─── Records provided

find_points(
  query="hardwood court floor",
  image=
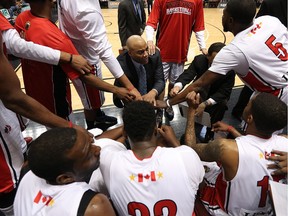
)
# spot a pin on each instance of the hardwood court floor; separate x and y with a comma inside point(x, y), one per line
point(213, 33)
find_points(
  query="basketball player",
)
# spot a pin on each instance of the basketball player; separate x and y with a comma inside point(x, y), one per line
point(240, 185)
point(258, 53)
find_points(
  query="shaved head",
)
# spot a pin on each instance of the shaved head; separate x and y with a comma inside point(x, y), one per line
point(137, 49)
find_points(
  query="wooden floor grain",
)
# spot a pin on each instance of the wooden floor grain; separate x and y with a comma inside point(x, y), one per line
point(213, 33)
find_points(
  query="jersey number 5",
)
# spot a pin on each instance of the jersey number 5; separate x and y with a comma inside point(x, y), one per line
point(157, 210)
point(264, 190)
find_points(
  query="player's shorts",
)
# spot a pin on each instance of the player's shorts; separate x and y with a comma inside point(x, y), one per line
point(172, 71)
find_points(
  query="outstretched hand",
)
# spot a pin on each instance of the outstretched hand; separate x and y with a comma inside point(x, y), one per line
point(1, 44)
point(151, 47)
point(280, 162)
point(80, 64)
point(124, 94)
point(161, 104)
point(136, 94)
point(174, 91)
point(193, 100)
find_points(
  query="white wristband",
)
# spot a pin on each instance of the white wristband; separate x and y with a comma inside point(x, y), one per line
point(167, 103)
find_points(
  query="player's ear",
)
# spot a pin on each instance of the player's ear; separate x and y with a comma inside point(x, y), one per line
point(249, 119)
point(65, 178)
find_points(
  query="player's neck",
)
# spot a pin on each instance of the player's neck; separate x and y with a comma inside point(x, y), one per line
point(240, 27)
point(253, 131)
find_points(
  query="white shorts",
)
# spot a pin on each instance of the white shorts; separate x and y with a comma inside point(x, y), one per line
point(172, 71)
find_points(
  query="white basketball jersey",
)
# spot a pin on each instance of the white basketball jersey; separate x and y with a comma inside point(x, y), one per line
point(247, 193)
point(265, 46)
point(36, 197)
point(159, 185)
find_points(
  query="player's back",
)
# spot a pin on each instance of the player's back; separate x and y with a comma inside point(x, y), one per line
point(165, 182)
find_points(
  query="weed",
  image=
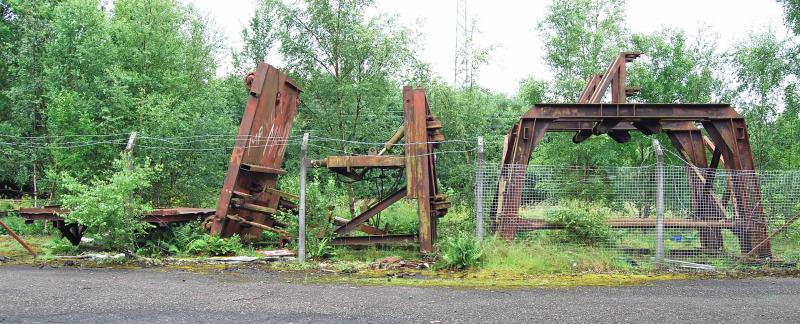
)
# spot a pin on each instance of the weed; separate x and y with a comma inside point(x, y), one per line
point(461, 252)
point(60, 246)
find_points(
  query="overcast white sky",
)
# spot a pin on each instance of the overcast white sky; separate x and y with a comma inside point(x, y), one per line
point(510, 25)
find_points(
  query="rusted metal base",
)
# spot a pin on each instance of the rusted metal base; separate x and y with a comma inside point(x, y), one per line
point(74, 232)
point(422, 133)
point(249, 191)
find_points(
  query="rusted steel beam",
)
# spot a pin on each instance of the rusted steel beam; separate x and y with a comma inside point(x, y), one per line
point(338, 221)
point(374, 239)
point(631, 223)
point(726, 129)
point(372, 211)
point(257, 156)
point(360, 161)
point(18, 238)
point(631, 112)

──────
─── Records provided

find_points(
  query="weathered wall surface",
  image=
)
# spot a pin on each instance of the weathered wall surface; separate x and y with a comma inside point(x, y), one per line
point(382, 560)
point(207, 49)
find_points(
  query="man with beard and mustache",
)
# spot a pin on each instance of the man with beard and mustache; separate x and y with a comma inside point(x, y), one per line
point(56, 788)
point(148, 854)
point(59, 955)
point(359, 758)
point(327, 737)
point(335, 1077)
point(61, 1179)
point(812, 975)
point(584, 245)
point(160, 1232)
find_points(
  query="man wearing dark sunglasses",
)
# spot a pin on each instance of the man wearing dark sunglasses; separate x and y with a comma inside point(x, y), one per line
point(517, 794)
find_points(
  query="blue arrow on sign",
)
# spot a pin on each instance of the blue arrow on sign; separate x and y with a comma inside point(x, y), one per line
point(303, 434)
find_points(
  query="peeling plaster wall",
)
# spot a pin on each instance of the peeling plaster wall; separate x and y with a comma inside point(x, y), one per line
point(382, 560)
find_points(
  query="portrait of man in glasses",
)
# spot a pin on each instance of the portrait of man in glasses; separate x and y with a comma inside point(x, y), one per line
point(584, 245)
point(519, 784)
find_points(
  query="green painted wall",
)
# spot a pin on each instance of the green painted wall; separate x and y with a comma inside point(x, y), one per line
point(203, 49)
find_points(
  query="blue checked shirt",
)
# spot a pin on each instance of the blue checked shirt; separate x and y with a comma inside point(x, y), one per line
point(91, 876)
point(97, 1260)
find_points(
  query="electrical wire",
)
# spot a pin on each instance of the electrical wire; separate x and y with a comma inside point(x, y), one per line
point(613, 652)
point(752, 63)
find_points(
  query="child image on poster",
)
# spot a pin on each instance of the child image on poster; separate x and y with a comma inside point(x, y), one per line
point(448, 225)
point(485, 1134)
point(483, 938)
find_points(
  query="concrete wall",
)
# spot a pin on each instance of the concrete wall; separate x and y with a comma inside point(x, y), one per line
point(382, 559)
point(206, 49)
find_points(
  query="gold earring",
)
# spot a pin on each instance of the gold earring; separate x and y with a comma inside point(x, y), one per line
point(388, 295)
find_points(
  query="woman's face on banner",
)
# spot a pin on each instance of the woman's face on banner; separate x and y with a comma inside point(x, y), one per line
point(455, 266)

──────
─── Records provided

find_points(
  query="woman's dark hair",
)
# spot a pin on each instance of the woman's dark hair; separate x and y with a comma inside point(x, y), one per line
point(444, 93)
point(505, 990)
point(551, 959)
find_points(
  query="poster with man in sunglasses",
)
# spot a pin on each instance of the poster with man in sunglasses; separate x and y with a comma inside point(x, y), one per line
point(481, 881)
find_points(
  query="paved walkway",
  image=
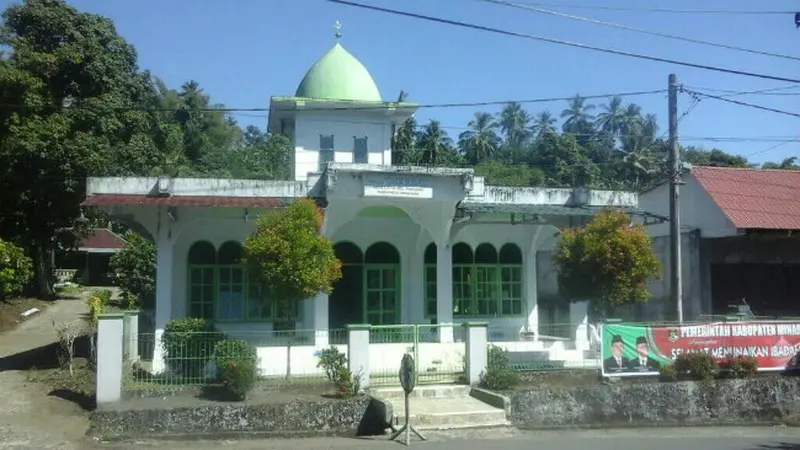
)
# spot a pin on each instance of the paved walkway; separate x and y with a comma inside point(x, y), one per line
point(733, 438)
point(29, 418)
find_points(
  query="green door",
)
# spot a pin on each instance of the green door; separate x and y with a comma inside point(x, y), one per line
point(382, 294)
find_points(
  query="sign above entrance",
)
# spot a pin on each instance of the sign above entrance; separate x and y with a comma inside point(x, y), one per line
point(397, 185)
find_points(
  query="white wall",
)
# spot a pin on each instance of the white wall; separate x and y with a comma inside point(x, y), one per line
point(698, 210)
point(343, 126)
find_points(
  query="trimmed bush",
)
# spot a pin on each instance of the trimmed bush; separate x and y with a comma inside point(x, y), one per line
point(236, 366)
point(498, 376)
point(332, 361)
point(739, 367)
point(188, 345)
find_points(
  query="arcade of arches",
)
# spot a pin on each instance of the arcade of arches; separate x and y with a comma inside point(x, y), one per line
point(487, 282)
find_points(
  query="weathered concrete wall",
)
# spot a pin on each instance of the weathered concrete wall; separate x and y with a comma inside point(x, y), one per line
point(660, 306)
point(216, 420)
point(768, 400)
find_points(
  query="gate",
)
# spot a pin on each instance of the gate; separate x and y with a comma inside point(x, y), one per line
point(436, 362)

──────

Short exercise
Report every line in the rows above that contains the word "wristband", copying each one in full.

Task result
  query="white wristband",
# spot a pin on each instance of the white wristband; separate x and y with a comma inside point(x, y), one per line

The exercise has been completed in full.